• **TASK LIST**:
• A. Name every color that the post on Team Topologies sketches for security mentions when it describes its diagrams.
• B. Using the post on Team Topologies sketches for security, decide whether each statement agrees with it. Answer yes or no, and quote the words that settle it.
(i) The author found that the main effect of the pre-release review process was occasional late rework of dubious value and some lingering frustration.
(ii) In each diagram, change flows from the right side toward the left side.
(iii) The author says automated checks for security regulations are common in the teams the author has been working in.

• **SOURCE EXTRACT**:
Team Topologies sketches for Security

Team Topologies sketches for Security

This post shares some observations about how the work of similar people in security differs and how those differences can be represented in the visual language of Team Topologies.

Agile Stationery is a business that supports the work of many gurus, coaches and experts. We build interesting products with our partners that enable problem solving, communication, and sometimes teaching. From this position, we get to see a lot of what different experts are doing with overlapping audiences. We are lucky to have worked with both co-authors of Team Topologies and several experts in the realm of Threat Modelling and cyber security.

It was while preparing for conferences on Team Topologies and Threat Modelling that it occurred to me that the differences between the separate threads of the cyber security world can be articulated in terms of Team Topologies. Further, it looks like the Threat Modelling branch of the security world seems to assume (or aspires to adopt) a radically different team topology.

So, in part to celebrate the new re-writable modelling shapes that were being packed this weekend, I grabbed some spare shapes and roughed up these three team topologies.

In each diagram the flow of change is from an idea on the far left (yellow label) to code running in production somewhere right of centre (blue label).

Old School Cyber Security

The kind of cyber security work I've experienced has turned up at banks, where the culture and working practices lag those in other industries in many respects but where security is obviously taken seriously.

In this world, cyber security happened in one of two ways:

  • pre-release reviews of the design and codebase required before release - a type of quality gate.
  • penetration tests conducted by white hat hackers after the change is in production

Either of these meant filling forms, provisioning credentials and preparing long documents to hand-over the app to the cyber security or pen testing team. It then meant waiting a very long time for a long document to come back. We would do little to nothing about the document, having generally believed everything in it to be mitigated already, and then we would release to production. The only real impact made by the process seemed to be occasional late rework of dubious value, and some lingering frustration.

The other strategy allowed code into production, then later told us it was secure, or perhaps that it wasn't and we needed to do something about it. I've seen this at banks and in ecommerce. The most frequently visible impact of this was a swollen backlog and increased stress for engineers. Engineers want to go back and look into security feedback, but often can't justify the time. Serious problems - like log4shell - always get escalated into an emergency - interrupting all other work - and get fixed immediately.

There was a lot wrong with this picture. It is well known by now that late feedback and handovers are both productivity killers and releasing potentially insecure code into production is obviously less than ideal.


Here is the handover highlighted with a red label. The Sec function appears in purple on the right working collaboratively with devs, and perhaps with platform, at or after the point where change has flowed into production. In visual terms, the collaboration is represented by the pink bit is under the electric blue label.

Post-Accelerate Cyber Security

Accelerate treated us to a short chapter on security pointing out that most of the relevant regulations specify tests that, it turned out, can be automated. Of course, the regulations are themselves years behind the curve - as most regulation is - and automation of those checks further behind still. In terms of my own experiences, these things are still not adopted everywhere and unfortunately uncommonly in the teams I have been working in. There have been teams in banks and in ecommerce within my network that work this way. From what I read, it seems like the industry is now catching up with this way of doing things.

• **SUPPLIED MATERIAL**:
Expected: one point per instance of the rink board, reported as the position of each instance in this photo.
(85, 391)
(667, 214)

• **EXERCISE RESPONSES**:
• A.
- yellow
- blue
- red
- purple
- pink
- electric blue

• B.
(i) Yes: "The only real impact made by the process seemed to be occasional late rework of dubious value, and some lingering frustration."
(ii) No: "the flow of change is from an idea on the far left (yellow label) to code running in production somewhere right of centre (blue label)."
(iii) No: "these things are still not adopted everywhere and unfortunately uncommonly in the teams I have been working in."